- Work to do -
Can you write out all of the material below, word for word?

— start Given records —

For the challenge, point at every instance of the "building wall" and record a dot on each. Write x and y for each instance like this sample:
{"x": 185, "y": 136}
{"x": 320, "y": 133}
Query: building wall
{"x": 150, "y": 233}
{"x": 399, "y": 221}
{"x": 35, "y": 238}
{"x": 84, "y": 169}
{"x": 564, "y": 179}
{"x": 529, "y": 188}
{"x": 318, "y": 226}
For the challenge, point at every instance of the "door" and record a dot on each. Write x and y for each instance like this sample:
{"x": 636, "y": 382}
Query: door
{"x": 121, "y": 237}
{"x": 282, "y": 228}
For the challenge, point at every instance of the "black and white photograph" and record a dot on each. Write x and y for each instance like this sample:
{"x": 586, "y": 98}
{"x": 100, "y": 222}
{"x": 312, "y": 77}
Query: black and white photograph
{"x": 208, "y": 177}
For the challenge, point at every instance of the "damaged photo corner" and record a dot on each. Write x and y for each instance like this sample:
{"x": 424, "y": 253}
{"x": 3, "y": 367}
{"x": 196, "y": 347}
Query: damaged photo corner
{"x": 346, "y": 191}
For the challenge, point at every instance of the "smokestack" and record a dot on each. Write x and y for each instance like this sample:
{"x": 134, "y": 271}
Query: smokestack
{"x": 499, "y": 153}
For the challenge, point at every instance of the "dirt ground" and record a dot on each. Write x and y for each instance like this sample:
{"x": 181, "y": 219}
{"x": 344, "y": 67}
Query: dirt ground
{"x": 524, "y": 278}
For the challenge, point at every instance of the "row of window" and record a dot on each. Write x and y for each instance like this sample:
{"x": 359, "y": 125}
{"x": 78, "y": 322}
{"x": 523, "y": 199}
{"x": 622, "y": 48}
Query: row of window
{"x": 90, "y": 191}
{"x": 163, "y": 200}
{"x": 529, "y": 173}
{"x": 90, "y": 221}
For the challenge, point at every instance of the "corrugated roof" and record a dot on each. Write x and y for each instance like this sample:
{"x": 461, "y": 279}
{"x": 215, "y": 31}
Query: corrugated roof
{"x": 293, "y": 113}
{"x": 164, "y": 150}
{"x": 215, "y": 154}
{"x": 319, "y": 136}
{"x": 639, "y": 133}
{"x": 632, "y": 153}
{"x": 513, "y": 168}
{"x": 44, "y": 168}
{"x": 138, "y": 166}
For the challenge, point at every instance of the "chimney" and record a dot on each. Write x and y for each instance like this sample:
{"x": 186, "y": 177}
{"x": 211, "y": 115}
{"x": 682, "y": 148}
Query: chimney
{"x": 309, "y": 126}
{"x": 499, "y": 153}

— end Given records —

- Full solution -
For the challenge, point at every instance of the "building wall" and record a dot on each. Write x and y for each instance like this sample:
{"x": 185, "y": 136}
{"x": 320, "y": 133}
Query: building wall
{"x": 150, "y": 233}
{"x": 399, "y": 221}
{"x": 35, "y": 238}
{"x": 84, "y": 169}
{"x": 564, "y": 179}
{"x": 529, "y": 188}
{"x": 318, "y": 226}
For the challenge, point at every instance of the "door" and record a dot on each. Write x and y for each instance like this sample:
{"x": 636, "y": 382}
Query: door
{"x": 121, "y": 237}
{"x": 282, "y": 228}
For the challenge, point at every instance of the "black and white photograph" and record a dot on each. Write x and y for each instance like this sample:
{"x": 586, "y": 98}
{"x": 100, "y": 222}
{"x": 312, "y": 77}
Query: black and white photograph
{"x": 208, "y": 177}
For the challenge, point at every instance of the "damaged photo corner" and record a dot on each. Write x and y for each instance like this sample:
{"x": 424, "y": 253}
{"x": 3, "y": 367}
{"x": 196, "y": 347}
Query: damaged photo corner
{"x": 346, "y": 191}
For the challenge, point at every instance of the "smokestack" and record a dot on each. Write x and y for each instance like this sample:
{"x": 134, "y": 271}
Query: smokestack
{"x": 499, "y": 153}
For the challenge, point at every instance of the "dirt ground" and record a dot on each. Write x and y for each instance like this sample:
{"x": 181, "y": 219}
{"x": 344, "y": 67}
Query: dirt ground
{"x": 524, "y": 278}
For the challenge, point at every instance of the "row of window" and record a dot on each. Write x and y for each instance like this sample:
{"x": 359, "y": 125}
{"x": 78, "y": 322}
{"x": 523, "y": 199}
{"x": 622, "y": 48}
Query: row of window
{"x": 90, "y": 191}
{"x": 163, "y": 200}
{"x": 529, "y": 173}
{"x": 90, "y": 221}
For the challenge, point at every instance of the "corrugated roof" and record a dot on each. Write x and y for each instance like this sample:
{"x": 461, "y": 279}
{"x": 215, "y": 31}
Query: corrugated roof
{"x": 293, "y": 113}
{"x": 164, "y": 150}
{"x": 215, "y": 154}
{"x": 319, "y": 136}
{"x": 639, "y": 133}
{"x": 632, "y": 153}
{"x": 513, "y": 168}
{"x": 44, "y": 168}
{"x": 138, "y": 166}
For the challenge, point at every instance of the "chimney" and record a dot on each. Write x and y for each instance like this sample:
{"x": 186, "y": 177}
{"x": 211, "y": 115}
{"x": 682, "y": 148}
Query: chimney
{"x": 309, "y": 126}
{"x": 499, "y": 153}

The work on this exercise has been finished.